#### DIRECTION
Pull out each line below that contains the word "flat", and copy every such line in full.

#### DATA FOR PROCESSING
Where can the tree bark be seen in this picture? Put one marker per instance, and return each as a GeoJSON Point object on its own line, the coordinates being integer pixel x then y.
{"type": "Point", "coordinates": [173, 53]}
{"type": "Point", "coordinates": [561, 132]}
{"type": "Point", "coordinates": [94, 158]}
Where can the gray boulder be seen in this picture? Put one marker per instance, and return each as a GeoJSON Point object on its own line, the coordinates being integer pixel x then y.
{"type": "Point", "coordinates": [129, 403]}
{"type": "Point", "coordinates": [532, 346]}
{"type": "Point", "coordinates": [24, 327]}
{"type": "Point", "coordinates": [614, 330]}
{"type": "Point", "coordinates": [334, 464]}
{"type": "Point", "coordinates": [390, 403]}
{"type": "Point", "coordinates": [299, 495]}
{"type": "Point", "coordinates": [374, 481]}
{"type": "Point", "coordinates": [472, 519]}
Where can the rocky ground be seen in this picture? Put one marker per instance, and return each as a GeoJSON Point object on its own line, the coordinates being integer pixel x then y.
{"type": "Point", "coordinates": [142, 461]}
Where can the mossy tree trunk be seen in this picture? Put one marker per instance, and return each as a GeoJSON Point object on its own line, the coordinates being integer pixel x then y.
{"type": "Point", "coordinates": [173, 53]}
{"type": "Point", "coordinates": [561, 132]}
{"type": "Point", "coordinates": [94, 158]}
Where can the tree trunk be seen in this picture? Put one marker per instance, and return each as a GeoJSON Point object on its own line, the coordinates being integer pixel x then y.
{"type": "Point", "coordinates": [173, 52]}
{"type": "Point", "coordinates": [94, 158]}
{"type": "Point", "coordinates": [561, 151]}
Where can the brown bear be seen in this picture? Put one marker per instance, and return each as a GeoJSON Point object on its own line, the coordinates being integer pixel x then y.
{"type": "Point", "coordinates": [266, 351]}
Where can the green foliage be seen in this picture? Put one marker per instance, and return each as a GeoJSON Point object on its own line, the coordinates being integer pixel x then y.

==

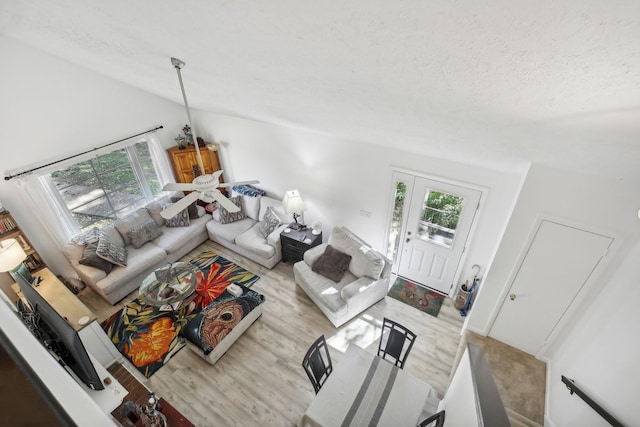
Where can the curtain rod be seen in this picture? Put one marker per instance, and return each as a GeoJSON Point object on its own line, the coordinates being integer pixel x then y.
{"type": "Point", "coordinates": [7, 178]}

* * *

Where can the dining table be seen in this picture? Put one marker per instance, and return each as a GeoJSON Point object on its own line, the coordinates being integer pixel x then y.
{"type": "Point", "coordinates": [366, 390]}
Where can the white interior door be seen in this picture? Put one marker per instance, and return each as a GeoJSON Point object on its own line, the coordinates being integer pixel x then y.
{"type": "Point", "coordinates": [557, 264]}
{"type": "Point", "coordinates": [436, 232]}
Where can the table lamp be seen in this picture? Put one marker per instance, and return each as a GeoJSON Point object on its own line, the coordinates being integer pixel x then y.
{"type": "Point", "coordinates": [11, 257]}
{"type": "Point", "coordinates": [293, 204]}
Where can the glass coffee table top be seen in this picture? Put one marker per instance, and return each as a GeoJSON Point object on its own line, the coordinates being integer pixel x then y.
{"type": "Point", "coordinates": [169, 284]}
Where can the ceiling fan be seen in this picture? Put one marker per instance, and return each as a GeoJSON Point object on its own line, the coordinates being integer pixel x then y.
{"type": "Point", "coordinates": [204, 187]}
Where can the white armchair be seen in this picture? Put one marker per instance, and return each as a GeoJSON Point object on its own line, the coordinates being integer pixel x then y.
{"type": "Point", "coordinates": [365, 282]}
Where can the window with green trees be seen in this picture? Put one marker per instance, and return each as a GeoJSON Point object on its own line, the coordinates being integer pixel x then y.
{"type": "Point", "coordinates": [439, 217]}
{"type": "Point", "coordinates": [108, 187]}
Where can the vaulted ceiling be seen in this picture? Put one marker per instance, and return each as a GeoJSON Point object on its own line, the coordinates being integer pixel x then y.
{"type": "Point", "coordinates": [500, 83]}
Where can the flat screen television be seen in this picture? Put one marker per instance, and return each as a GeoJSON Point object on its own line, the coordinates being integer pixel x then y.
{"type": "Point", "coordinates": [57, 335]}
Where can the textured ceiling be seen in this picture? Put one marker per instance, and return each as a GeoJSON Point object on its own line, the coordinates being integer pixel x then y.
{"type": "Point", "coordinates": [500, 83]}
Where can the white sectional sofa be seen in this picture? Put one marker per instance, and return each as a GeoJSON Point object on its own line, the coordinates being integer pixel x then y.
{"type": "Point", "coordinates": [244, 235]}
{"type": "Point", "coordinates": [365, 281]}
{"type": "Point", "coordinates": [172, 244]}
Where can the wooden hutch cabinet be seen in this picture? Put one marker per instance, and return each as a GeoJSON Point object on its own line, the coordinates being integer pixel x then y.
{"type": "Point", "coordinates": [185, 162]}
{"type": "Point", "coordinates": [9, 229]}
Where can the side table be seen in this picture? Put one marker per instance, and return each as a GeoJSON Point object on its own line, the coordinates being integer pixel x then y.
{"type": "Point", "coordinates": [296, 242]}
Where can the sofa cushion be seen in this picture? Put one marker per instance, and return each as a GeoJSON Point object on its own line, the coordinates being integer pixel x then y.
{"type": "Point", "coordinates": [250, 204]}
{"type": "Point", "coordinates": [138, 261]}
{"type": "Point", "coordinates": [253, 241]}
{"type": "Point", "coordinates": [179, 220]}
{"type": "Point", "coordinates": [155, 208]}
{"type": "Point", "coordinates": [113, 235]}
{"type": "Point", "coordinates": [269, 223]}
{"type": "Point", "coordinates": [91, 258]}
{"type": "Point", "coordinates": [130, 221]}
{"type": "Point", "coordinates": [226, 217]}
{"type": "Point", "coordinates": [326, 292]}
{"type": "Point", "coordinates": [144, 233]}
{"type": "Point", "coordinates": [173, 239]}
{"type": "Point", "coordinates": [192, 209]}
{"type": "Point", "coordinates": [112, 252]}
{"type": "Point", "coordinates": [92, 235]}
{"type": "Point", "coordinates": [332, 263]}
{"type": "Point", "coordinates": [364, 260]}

#### COMPLETE OUTPUT
Where can the flat screen television be seen in this picture? Put one marker per instance, and return each as a GeoJSON Point object on its own line, the coordinates being integer pixel x then y.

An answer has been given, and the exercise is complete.